Exercise goal: Print every item below word for word, leaving each line unchanged.
== Data entries ==
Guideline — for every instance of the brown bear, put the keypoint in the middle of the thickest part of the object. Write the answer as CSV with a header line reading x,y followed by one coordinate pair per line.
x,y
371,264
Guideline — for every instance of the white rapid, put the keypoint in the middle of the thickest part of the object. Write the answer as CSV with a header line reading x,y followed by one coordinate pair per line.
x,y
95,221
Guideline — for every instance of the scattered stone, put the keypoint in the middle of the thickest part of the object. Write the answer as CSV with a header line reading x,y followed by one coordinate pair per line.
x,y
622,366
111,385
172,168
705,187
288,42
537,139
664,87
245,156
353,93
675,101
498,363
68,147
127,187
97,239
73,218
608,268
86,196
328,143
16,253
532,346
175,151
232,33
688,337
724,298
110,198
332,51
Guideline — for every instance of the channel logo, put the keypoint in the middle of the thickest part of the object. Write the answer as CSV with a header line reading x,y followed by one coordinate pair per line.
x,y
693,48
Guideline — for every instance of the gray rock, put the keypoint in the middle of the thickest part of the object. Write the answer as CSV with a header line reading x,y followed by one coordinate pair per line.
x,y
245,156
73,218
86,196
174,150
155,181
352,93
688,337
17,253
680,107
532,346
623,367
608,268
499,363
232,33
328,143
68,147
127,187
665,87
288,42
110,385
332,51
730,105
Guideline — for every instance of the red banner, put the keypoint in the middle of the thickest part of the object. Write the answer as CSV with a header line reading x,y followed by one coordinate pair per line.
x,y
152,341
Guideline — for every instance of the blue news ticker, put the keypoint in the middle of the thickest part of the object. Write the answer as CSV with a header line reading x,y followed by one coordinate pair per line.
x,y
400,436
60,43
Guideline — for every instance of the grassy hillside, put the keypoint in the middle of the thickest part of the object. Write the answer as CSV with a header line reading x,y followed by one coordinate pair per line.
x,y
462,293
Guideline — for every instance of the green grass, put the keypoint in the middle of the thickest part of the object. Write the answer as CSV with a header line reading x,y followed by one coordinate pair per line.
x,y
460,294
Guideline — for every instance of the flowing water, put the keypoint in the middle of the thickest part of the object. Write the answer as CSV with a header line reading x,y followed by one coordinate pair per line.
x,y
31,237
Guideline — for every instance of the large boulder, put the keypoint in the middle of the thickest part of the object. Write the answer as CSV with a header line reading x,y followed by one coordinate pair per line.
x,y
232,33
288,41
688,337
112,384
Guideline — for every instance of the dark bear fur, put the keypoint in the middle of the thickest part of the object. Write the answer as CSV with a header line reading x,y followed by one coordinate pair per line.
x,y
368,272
===
Output below:
Guideline — for every instance of the brown bear, put the keypoint in the middle of the thickest part of the object. Write the answer as CSV with a header line reading x,y followed by one coordinate pair per line.
x,y
371,264
Guideline — for every instance of the white rapid, put the keypoint in the middle of the thickest part of the object. Write the answer as CSV with a header line reading x,y followed by one coordinate pair per line.
x,y
95,221
Guideline — for every instance of the scattered stone, put the keypoint in the middle of the thickest part of the object. Write the answer as CSV with a header line reading x,y followed by one coordinate pair per line.
x,y
622,366
111,385
172,168
705,187
288,42
537,139
664,87
245,156
353,93
675,101
498,363
68,147
127,187
97,239
73,218
608,268
86,196
328,143
16,253
532,346
175,151
232,33
688,337
724,298
110,198
332,51
Guideline — for every instance of the channel logo, put the keypoint in the middle of the thickest part of the object. Write the answer as CSV with a header line reading x,y followed by one coordinate pair per line.
x,y
693,48
Guideline — for every instance of the gray rock, put the keypoint in the middle of the thickest part of the object. Write the answer as CSV with a header line reading x,y followed by one coordinate pair per line.
x,y
245,156
73,218
86,196
174,150
155,181
352,93
688,337
17,253
680,107
532,346
623,367
608,268
499,363
232,33
328,143
68,147
127,187
665,87
288,42
110,385
332,51
730,105
Guideline — for every instance of the red banner, put the keypoint in the middle of the thickest part of the object. Write the answer as CSV with a header line reading x,y followed by one coordinate pair per line.
x,y
152,341
Guideline — for every instance of the blue news ticker, put the keypoint in the middle of the thickest part of the object. Write the answer as CSV with a header line reading x,y followed by one coordinate pair per line.
x,y
400,436
60,43
Guideline — for every instance of the grassy hillside, put the keypoint in the middle of the thickest part of the object. Write the answer as CSV with a header line reading x,y followed by one coordinate pair per line.
x,y
462,293
Guideline — for every instance of the green grass, put the keypoint in the middle of the thickest part of the object. Write the answer as CSV with a header line reading x,y followed by one coordinate pair per line.
x,y
460,294
Guideline — for every instance of the flowing water, put the keypoint in the middle of the thickest part of the object. Write the answer as CSV with a header line reading x,y followed by one coordinate pair per line.
x,y
31,237
Guideline — for every instance of the large boulder, put the keypoint in the middle of the thickest part of the object. Write the answer as CSV with a header line reading x,y followed by one coordinate pair per line.
x,y
232,33
288,41
688,337
112,384
Guideline — for every instance of the dark bear fur, put the keypoint in the middle of the thickest part of the object. Write the answer as CSV with a header line reading x,y followed by one coordinate pair per line.
x,y
368,272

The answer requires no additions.